» **Data rows**
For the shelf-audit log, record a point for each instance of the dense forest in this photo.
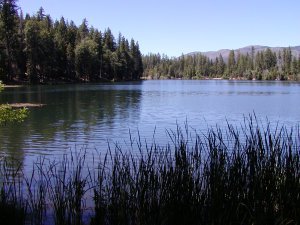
(260, 65)
(36, 49)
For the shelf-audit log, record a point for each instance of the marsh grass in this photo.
(246, 175)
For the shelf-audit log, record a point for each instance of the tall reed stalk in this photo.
(245, 175)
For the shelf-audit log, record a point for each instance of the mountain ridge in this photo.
(244, 50)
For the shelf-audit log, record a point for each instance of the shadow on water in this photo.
(72, 113)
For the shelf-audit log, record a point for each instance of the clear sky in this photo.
(174, 27)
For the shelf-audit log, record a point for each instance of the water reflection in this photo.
(90, 115)
(72, 114)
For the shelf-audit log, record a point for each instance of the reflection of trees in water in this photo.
(69, 109)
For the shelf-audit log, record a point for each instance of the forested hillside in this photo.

» **Task statement**
Rewrite every entry above, requests included, with each point coordinate in the answers multiplied by 1.25 and rounded to a whole number, halves rounded up. Omit the picture.

» **Result for this task**
For the shelf-audit log, record a point for each instance of the dense forest in this photo.
(325, 81)
(45, 61)
For the shelf-audit log, record a point for each instance of the marsh grass in this photo.
(308, 219)
For the shelf-audit log, record a point for each instance of the tall reed stalk in this photo.
(306, 219)
For the shelf-audit log, record a point for each instance of the mountain ridge in this photo.
(305, 63)
For the shelf-audit log, record a point for each instance of the shadow on water in this photo.
(90, 141)
For the shelf-audit log, record a point for each instance of the clear sky in this photo.
(218, 34)
For the shelf-audit log, record a point for each instance of the water reflection in this photo.
(113, 144)
(90, 143)
For the shelf-audit log, record a point for each instance of the reflection of trees in water in this photo.
(86, 136)
For the shelf-audit log, record a point for each instance of the forested hillside in this photo.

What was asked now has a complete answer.